▶ Source
════════
Today we were riding bikes along a trail through some beautifully wooded and prairie grassed areas. Just at sunset. I was in awe of the beauty.
And I saw a girl walking her dog on a dirt trail in the woods. On her cell phone.
My first thought, I kid you not, was, “Now that’s a shame. She can’t even walk her dog without talking on her phone. Yep, THAT’S an addiction.”
But as I looked ahead at my husband and daughter, and glanced back at my son, I realized something.
The girl was young, college-aged. She most likely had recently left her family and friends and all she’s known for eighteen years. This isn’t considered different, or even pity-evoking. It’s normal. It’s “coming-of-age”. It’s what-you-do.
And if it weren’t for this rite of passage, she would have been walking through those woods with her best friend, or her mother. Or maybe her high school sweetheart. Instead, she was clutching her inanimate link to her old life – her phone.
I’ve heard some accusations in the blogging world that we lack deep relationships with people because it’s become too easy to have hundreds of shallow on-line ones with people we will never see face-to-face.
But as a person who tends to change zip codes every two years, I would like to ask the blogging world if maybe, just maybe, the reason for shallow relationships is because the world has grown too small and it it no longer abnormal to not only leave your town, but also your state, and even your country to gain a college education, and then again to get a job?
I’ve read that the average American will move 11.7 times in his or her lifetime.
Don’t you think maybe that might have something to do with our relationship struggles?
And maybe email and Twitter and instant messaging are what’s keeping us connected with those we love?
Perhaps all these online connections are keeping us from forming new relationships where we live now. But as a mother of two young children, I can tell you now that IT IS HARD to get out there and meet people when you have dishes and laundry piling up and naptimes to work around.
════════
[Boundary annotation records]
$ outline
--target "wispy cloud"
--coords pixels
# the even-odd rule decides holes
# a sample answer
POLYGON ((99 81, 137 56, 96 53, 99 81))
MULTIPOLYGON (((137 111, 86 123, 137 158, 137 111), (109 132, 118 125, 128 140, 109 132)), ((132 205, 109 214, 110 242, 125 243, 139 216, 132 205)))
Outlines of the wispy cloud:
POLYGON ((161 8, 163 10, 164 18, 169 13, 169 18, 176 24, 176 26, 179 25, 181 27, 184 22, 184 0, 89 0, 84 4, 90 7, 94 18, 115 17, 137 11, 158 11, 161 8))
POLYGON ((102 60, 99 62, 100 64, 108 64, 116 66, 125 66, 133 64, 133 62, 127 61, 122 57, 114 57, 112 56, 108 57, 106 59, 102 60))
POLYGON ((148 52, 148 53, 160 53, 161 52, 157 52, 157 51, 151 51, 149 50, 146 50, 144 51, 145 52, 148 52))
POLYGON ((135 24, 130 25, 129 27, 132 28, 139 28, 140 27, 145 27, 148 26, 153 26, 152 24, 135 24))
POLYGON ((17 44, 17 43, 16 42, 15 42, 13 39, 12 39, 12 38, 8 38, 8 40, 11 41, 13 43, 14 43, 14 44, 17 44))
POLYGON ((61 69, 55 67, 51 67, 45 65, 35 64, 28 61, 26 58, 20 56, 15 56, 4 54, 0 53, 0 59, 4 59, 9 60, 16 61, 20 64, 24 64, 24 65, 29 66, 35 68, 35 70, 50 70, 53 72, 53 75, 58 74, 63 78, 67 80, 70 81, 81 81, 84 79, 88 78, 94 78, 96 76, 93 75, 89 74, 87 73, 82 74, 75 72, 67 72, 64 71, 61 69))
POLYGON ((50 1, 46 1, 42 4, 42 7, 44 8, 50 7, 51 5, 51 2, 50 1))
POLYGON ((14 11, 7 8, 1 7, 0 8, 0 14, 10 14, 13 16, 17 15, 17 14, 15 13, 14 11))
════════
▶ Required work
Write out the passage of the post about phones and moving, starting at "But as a person" and ending at "to get a job?".

▶ Solution below
But as a person who tends to change zip codes every two years, I would like to ask the blogging world if maybe, just maybe, the reason for shallow relationships is because the world has grown too small and it it no longer abnormal to not only leave your town, but also your state, and even your country to gain a college education, and then again to get a job?